課題の目標 a:
行データを、「of the wind-blown」を含む行から始めて行データの最後の行まで、空行を除いて、列名「番号」と「行」の2列からなるMarkdown表に整えてください。

『ポケモン』クリアのために現実でひまわりを栽培。過酷溢れるヒマナッツ縛りのリアル──レベル2ビッパに負けるしゲーム実況なのにガーデニング知識がないと詰みかける
『ポケットモンスター』。1996年に発売された『ポケットモンスター 赤・緑』から始まり、25年以上に渡り世代を超えて多くのプレイヤーを魅了する国民的人気ゲームである。
最初にヒトカゲを選んだらタケシ戦で地獄を見た、シロガネ山にレッドがいて驚いた、何日も何日も自転車をこいで卵を孵化させ続けた、メガシンカ・ダイマックスなどの新要素追加にワクワクした……世代により初めて触れたシリーズは異なるだろうし、思い出もさまざまだろう。
だが、シリーズが違えど、博士からポケモンをもらい、草むらで野生のポケモンと戦い、ときにモンスターボールで捕まえて仲間にする。そしてレベルを上げてクリア(殿堂入り)を目指す、というのはトレーナー共通の体験としてあるはずだ。

表示データ:

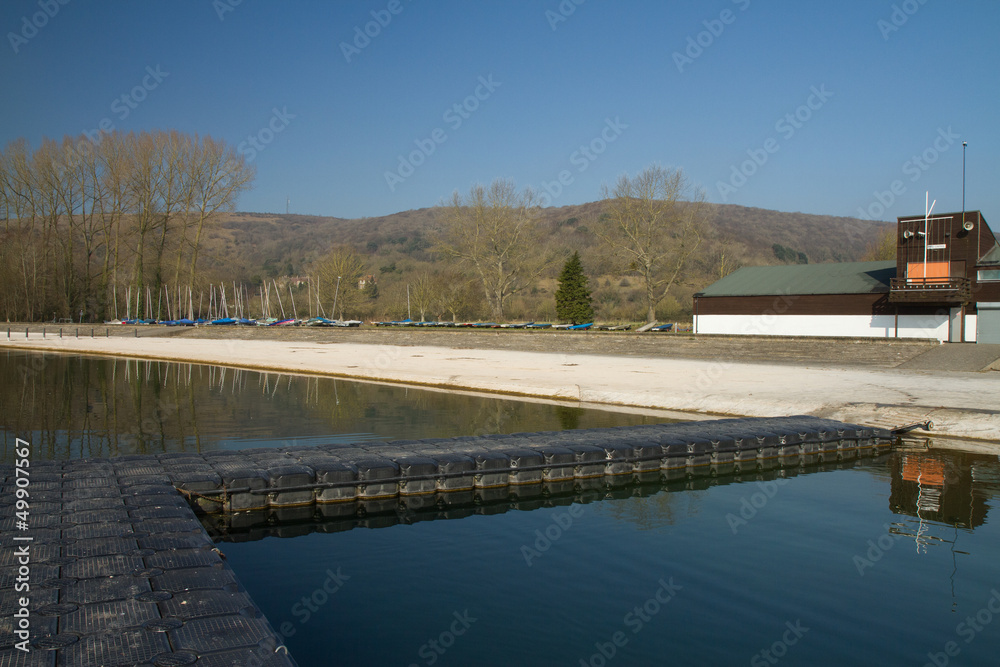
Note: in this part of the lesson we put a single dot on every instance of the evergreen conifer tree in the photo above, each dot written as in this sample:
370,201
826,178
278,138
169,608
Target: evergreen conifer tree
573,302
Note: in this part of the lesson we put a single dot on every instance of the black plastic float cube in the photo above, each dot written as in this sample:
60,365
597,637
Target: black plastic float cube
343,475
492,470
377,478
418,475
590,461
525,466
456,472
239,483
284,476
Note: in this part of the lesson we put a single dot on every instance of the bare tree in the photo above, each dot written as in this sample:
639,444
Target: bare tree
494,232
423,291
338,273
456,293
653,222
220,175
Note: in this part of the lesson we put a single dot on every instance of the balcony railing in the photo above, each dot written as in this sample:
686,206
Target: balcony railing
930,289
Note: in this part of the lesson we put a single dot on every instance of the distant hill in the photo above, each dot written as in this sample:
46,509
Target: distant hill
398,247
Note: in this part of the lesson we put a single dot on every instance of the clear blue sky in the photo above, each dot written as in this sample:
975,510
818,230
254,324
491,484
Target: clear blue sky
611,77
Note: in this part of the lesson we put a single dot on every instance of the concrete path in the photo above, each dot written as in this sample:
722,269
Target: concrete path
956,357
961,404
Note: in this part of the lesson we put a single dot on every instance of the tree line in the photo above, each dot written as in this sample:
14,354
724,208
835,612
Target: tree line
86,223
89,224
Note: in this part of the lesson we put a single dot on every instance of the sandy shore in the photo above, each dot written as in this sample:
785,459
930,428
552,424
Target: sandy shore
961,404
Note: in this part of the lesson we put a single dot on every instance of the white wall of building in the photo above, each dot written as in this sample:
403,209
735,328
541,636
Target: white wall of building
861,326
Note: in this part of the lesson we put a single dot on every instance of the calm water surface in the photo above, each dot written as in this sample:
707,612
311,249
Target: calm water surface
891,561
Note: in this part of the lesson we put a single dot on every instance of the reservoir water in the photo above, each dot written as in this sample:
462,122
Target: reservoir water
887,561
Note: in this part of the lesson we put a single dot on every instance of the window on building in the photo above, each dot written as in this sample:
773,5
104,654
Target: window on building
989,275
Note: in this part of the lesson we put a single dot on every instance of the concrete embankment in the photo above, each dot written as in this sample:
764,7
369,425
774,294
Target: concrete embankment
960,403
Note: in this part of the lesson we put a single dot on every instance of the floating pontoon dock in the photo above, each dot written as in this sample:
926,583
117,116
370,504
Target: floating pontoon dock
122,572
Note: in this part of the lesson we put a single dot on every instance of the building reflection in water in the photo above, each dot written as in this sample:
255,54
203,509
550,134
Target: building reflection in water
937,487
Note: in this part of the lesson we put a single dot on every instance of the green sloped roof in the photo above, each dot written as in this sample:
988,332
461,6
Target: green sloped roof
842,278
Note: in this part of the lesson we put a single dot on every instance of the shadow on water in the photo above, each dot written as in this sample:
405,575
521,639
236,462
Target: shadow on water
385,513
73,406
936,487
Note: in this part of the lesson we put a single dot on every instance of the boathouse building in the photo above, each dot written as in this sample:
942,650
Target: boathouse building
943,284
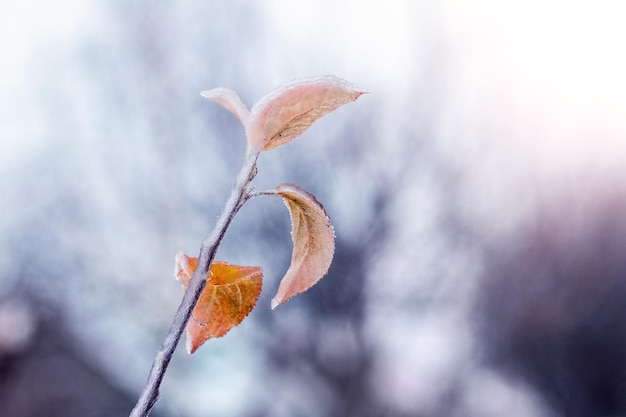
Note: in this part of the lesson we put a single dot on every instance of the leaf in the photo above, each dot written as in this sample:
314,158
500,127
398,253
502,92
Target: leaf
230,294
286,112
230,100
313,242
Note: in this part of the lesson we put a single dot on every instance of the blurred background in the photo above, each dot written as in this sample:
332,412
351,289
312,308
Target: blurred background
478,195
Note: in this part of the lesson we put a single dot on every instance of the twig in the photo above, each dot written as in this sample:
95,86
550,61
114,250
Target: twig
238,197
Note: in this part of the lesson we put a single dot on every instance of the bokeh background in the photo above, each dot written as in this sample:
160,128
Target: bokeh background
478,195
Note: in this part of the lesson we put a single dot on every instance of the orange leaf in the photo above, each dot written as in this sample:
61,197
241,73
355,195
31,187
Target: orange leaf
286,112
230,294
313,243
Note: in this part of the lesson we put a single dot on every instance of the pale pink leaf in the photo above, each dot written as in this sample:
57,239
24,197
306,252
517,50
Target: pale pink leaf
230,100
286,112
313,242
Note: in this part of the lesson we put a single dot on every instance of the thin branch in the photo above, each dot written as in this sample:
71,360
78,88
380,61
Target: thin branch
238,197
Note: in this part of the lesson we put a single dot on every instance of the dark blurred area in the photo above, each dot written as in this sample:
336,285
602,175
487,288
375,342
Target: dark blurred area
553,303
477,195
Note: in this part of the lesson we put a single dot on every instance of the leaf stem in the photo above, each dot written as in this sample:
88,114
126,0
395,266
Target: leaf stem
239,195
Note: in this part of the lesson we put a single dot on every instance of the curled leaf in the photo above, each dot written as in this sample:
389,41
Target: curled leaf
230,294
230,100
313,242
286,112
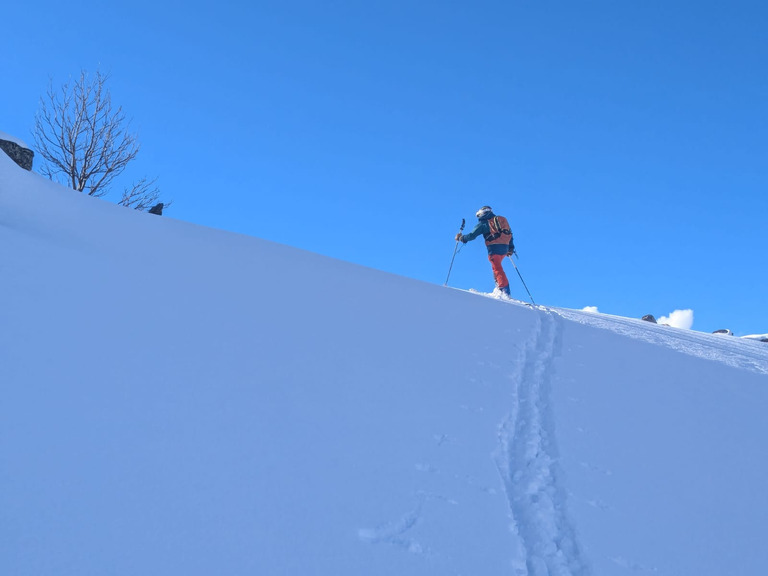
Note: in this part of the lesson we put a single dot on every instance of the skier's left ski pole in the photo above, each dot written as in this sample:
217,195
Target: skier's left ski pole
454,254
521,279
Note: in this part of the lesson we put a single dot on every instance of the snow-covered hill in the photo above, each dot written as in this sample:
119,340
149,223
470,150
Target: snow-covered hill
182,400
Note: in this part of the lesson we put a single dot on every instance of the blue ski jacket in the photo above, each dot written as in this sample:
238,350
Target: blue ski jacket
484,228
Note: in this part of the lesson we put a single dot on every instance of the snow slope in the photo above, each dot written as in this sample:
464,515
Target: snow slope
182,400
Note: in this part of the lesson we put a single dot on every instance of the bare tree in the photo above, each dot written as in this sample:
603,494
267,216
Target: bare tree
84,143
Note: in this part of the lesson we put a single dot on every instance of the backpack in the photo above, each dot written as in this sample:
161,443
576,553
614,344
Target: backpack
500,232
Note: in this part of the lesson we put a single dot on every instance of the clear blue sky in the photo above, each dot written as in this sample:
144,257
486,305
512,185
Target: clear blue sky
627,142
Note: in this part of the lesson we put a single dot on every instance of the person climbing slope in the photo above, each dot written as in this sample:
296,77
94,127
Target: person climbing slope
498,239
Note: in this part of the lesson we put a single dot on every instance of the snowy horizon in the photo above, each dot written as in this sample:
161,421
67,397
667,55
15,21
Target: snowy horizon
178,402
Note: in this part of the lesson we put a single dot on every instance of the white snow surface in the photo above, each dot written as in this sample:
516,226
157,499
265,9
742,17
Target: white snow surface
183,400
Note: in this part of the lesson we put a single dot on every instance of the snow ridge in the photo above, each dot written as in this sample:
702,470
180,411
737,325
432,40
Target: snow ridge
736,352
527,458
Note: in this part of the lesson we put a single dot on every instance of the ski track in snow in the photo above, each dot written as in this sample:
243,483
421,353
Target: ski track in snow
527,462
737,352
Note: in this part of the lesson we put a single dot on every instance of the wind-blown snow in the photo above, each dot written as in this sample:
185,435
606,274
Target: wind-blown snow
182,400
678,319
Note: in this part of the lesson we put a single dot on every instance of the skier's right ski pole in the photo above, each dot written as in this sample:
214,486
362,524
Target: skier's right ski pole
454,254
521,279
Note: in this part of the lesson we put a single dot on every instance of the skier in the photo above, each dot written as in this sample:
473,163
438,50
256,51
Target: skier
498,240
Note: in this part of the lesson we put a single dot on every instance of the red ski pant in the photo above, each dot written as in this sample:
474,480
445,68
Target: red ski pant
498,271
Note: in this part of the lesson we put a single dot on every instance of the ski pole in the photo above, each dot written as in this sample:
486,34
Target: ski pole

課題の目標 b:
引用テキストを「最初にヒトカゲを選んだらタケ」という語句から書き始め、「共通の体験としてあるはずだ。」で終えて、一字一句そのまま書き写してください。

記述回答 a:
| 番号 | 行 |
|---|---|
| 1 | Note: in this part of the lesson we put a single dot on every instance of the wind-blown snow in the photo above, each dot written as in this sample: |
| 2 | 185,435 |
| 3 | 606,274 |
| 4 | Target: wind-blown snow |
| 5 | 182,400 |
| 6 | 678,319 |
| 7 | Note: in this part of the lesson we put a single dot on every instance of the skier's right ski pole in the photo above, each dot written as in this sample: |
| 8 | 214,486 |
| 9 | 362,524 |
| 10 | Target: skier's right ski pole |
| 11 | 454,254 |
| 12 | 521,279 |
| 13 | Note: in this part of the lesson we put a single dot on every instance of the skier in the photo above, each dot written as in this sample: |
| 14 | 473,163 |
| 15 | 438,50 |
| 16 | 256,51 |
| 17 | Target: skier |
| 18 | 498,240 |
| 19 | Note: in this part of the lesson we put a single dot on every instance of the red ski pant in the photo above, each dot written as in this sample: |
| 20 | 474,480 |
| 21 | 445,68 |
| 22 | Target: red ski pant |
| 23 | 498,271 |
| 24 | Note: in this part of the lesson we put a single dot on every instance of the ski pole in the photo above, each dot written as in this sample: |
| 25 | 486,34 |
| 26 | Target: ski pole |

記述回答 b:
最初にヒトカゲを選んだらタケシ戦で地獄を見た、シロガネ山にレッドがいて驚いた、何日も何日も自転車をこいで卵を孵化させ続けた、メガシンカ・ダイマックスなどの新要素追加にワクワクした……世代により初めて触れたシリーズは異なるだろうし、思い出もさまざまだろう。
だが、シリーズが違えど、博士からポケモンをもらい、草むらで野生のポケモンと戦い、ときにモンスターボールで捕まえて仲間にする。そしてレベルを上げてクリア(殿堂入り)を目指す、というのはトレーナー共通の体験としてあるはずだ。